Entre ces trois grandes sensibilités, c’est « une histoire comme on les aime, triste et belle. Une histoire d’amours. » (Préface) Elle se termine avec la mort de Rilke, le 29 décembre 1926. Le 31 décembre, Marina l’annonce par lettre à Pasternak en citant les mots quelle a adressés à leur maître en poésie sur une carte postale le 7 novembre : « Cher Rainer, C’est ici que je vis. – Est-ce que tu m’aimes encore ? »

 

Commentaires

  • Grand merci Tania; en lisant “7 femmes” de Lydie Salvayre et son magnifique chapitre consacré à Marina, je m'étais promis de lire cette correspondance. Tu m'en donnes encore plus envie!
    Le portrait de Rike est délicat, aux douces couleurs,l'homme séduisant.

  • Je lirai certainement ces "7 femmes", et pour ce qui est de cette correspondance-ci, je te la fais parvenir si tu veux. Bonne après-midi, Colo.

  • Bonsoir Tania, j'ai adoré les deux livres. Même si certains portraits dans 7 femmes sont assez succincts.
    à bientôt
    Claude

  • L'intimité de Rilke et Marina n'est restée "que" épistolaire ? Si à la fin de Rilke elle écrit à Pasternak, je suppose qu'elle a rejoint l'écrivain allemand.

  • En effet. Et avec Pasternak, les rencontres ont été rares, mais la correspondance intense. Très bien raconté ici : http://www.sitaudis.fr/Parutions/marina-tsvetaeva-boris-pasternak-correspondance.php

  • Je lis cette correspondance par bribes, je l'ai presque terminé, j'y ai pris grand plaisir. Finalement celle que je connaissais le mieux est Marina Tsvetaieva, sans doute grâce à quelques émissions de radio.

  • Ces sensibilités de poètes et d'écrivains font que l'amour n'est jamais plus grand que lorsqu'il s'écrit. Ce sont de grandes passions épistolaires plus que véritables. On ne se touche pas, on se rêve et c'est formidable, car cela dure.Il n'y a pas les trop rugueuses intimités de la vie quotidienne.

  • Ces sensibilités de poètes et d'écrivains font que l'amour n'est jamais plus grand que lorsqu'il s'écrit. Ce sont de grandes passions épistolaires plus que véritables. On ne se touche pas, on se rêve et c'est formidable, car cela dure.Il n'y a pas les trop rugueuses intimités de la vie quotidienne.

  • Ces sensibilités de poètes et d'écrivains font que l'amour n'est jamais plus grand que lorsqu'il s'écrit. Ce sont de grandes passions épistolaires plus que véritables. On ne se touche pas, on se rêve et c'est formidable, car cela dure.Il n'y a pas les trop rugueuses intimités de la vie quotidienne.

  • Vous résumez parfaitement l'esprit de cette correspondance poétique. Il y a quelque chose de magique - la littérature ? - à voir ce genre d'échanges transcender le passage du temps. (Désolée, Armelle, pour la lenteur du site à afficher les commentaires.)

  • Ah voilà, il me semblait bien être en territoire connu pour cette idylle avec Rilke, je l'avais sans doute entendu évoquer par quelqu'un(e) qui a lu "7 femmes". Colo peut-être, je ne me souviens pas exactement.

• • • •

→ **CONSIGNE**
Recopiez le passage du texte sur la correspondance compris entre « Le portrait de » et « rejoint l'écrivain allemand. », bornes incluses.

• • • •

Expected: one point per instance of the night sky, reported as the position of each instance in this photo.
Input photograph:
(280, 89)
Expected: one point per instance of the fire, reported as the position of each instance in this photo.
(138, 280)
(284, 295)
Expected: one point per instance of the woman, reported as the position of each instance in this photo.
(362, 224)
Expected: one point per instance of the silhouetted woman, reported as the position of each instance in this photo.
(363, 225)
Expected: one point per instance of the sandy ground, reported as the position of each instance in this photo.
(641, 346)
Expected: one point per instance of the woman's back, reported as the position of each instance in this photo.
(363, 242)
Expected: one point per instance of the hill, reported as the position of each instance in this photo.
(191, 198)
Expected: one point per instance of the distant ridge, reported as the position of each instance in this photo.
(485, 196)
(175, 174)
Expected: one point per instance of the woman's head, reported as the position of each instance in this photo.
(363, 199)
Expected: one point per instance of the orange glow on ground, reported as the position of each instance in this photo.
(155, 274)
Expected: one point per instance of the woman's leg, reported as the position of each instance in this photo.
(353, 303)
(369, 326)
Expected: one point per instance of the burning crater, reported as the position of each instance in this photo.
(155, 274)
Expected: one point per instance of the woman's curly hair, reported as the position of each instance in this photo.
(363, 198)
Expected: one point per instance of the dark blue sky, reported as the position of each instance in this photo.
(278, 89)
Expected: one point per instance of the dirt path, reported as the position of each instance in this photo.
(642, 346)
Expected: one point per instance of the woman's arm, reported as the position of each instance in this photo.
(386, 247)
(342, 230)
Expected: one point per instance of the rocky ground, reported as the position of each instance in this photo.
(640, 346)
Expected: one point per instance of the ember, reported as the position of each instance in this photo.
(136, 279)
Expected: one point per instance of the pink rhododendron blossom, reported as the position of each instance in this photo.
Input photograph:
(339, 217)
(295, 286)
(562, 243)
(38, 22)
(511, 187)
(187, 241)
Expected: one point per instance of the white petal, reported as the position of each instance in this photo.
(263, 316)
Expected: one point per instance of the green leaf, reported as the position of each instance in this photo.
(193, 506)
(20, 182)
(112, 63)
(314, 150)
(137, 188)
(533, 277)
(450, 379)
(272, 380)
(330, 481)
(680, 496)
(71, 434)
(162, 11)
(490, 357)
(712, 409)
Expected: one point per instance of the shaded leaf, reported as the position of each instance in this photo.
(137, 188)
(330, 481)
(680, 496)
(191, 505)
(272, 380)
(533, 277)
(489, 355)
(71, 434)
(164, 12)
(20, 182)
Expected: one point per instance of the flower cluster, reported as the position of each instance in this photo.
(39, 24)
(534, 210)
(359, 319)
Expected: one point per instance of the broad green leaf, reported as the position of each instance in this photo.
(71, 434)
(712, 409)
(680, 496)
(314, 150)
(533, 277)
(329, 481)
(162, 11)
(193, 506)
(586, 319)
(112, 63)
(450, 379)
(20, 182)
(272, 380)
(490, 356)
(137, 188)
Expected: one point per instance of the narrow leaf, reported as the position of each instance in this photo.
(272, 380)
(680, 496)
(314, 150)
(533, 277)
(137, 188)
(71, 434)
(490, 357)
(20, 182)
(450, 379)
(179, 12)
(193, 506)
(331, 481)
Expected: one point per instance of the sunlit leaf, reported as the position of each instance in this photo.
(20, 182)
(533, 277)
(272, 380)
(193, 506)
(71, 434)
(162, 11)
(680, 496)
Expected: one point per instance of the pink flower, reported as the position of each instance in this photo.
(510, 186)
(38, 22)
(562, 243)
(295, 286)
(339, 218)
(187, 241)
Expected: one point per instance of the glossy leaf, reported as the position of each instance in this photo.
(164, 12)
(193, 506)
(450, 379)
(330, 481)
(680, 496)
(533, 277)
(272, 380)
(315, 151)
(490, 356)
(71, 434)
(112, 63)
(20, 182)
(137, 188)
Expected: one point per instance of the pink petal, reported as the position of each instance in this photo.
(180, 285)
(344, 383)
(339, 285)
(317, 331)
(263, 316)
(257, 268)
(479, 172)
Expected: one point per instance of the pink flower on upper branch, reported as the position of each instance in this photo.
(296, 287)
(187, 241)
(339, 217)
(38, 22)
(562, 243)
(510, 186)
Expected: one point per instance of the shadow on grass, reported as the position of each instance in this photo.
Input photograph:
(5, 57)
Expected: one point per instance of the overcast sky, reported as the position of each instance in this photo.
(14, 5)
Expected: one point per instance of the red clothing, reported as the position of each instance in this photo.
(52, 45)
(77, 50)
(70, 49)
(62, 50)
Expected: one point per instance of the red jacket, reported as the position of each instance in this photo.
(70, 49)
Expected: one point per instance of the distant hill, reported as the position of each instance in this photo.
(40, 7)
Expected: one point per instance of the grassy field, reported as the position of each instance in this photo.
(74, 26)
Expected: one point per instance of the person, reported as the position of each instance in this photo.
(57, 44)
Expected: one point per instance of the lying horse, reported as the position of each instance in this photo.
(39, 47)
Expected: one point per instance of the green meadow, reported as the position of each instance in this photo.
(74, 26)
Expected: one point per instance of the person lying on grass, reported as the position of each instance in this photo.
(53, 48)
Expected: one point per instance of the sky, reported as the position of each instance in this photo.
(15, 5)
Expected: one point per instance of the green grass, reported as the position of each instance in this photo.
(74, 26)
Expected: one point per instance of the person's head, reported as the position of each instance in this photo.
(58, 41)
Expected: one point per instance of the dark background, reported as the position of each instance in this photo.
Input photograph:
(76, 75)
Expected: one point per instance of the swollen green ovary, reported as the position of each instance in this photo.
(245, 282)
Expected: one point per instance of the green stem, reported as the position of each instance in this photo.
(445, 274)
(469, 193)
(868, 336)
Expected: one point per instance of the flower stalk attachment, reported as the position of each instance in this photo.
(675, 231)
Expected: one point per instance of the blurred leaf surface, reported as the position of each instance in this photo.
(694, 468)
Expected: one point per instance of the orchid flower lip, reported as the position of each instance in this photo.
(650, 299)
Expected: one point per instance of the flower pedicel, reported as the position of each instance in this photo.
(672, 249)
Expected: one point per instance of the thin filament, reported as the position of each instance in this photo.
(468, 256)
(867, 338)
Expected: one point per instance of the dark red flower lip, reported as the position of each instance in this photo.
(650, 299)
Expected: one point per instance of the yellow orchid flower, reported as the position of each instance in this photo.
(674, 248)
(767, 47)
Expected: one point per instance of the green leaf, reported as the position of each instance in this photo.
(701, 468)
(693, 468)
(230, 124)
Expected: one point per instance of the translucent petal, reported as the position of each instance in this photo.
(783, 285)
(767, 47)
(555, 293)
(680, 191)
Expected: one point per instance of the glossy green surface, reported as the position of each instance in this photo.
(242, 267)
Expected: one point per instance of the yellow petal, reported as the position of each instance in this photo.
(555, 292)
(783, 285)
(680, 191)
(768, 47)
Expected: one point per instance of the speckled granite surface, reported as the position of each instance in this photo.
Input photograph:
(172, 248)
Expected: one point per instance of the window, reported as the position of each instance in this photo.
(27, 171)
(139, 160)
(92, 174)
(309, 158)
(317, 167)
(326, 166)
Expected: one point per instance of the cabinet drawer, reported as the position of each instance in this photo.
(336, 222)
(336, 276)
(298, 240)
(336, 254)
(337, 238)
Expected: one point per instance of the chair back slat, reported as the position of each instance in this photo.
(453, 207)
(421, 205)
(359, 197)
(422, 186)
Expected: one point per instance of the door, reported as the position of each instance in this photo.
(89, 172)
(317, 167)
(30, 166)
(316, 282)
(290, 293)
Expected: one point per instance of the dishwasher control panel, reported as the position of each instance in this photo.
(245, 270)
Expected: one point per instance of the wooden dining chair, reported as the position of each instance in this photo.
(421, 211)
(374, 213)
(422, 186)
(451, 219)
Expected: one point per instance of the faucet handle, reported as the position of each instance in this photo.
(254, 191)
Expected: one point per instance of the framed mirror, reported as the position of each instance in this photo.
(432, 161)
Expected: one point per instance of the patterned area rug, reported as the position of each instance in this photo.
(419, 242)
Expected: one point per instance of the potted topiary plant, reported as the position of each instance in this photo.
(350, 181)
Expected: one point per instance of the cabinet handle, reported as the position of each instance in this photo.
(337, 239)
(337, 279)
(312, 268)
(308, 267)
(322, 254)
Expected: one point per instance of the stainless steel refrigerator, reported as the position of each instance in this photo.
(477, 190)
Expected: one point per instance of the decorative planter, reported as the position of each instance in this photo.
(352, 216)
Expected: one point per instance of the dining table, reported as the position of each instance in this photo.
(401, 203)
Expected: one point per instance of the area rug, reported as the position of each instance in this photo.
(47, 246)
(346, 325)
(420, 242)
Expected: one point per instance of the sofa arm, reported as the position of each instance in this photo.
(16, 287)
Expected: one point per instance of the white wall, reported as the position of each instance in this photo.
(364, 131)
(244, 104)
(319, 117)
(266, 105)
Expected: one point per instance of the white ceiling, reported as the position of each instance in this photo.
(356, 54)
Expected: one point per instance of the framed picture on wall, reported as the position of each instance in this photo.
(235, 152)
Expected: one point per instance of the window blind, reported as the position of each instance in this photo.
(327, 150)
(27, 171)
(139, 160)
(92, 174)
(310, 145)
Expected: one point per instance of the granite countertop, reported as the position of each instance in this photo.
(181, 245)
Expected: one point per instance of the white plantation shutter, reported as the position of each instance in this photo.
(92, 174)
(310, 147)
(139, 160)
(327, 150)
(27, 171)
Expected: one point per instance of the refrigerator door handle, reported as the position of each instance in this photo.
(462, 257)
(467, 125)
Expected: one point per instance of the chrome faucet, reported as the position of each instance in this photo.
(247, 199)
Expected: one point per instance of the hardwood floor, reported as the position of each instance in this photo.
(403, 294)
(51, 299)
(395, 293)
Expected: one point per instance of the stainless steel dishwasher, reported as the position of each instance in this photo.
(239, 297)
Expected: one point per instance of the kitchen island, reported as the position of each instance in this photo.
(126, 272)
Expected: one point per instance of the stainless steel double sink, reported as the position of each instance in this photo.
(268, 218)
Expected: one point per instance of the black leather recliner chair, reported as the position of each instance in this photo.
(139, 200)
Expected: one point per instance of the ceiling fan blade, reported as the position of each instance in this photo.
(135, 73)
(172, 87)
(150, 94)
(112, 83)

• • • •

→ **VOTRE RÉPONSE**
Le portrait de Rike est délicat, aux douces couleurs,l'homme séduisant.

  • Je lirai certainement ces "7 femmes", et pour ce qui est de cette correspondance-ci, je te la fais parvenir si tu veux. Bonne après-midi, Colo.

  • Bonsoir Tania, j'ai adoré les deux livres. Même si certains portraits dans 7 femmes sont assez succincts.
    à bientôt
    Claude

  • L'intimité de Rilke et Marina n'est restée "que" épistolaire ? Si à la fin de Rilke elle écrit à Pasternak, je suppose qu'elle a rejoint l'écrivain allemand.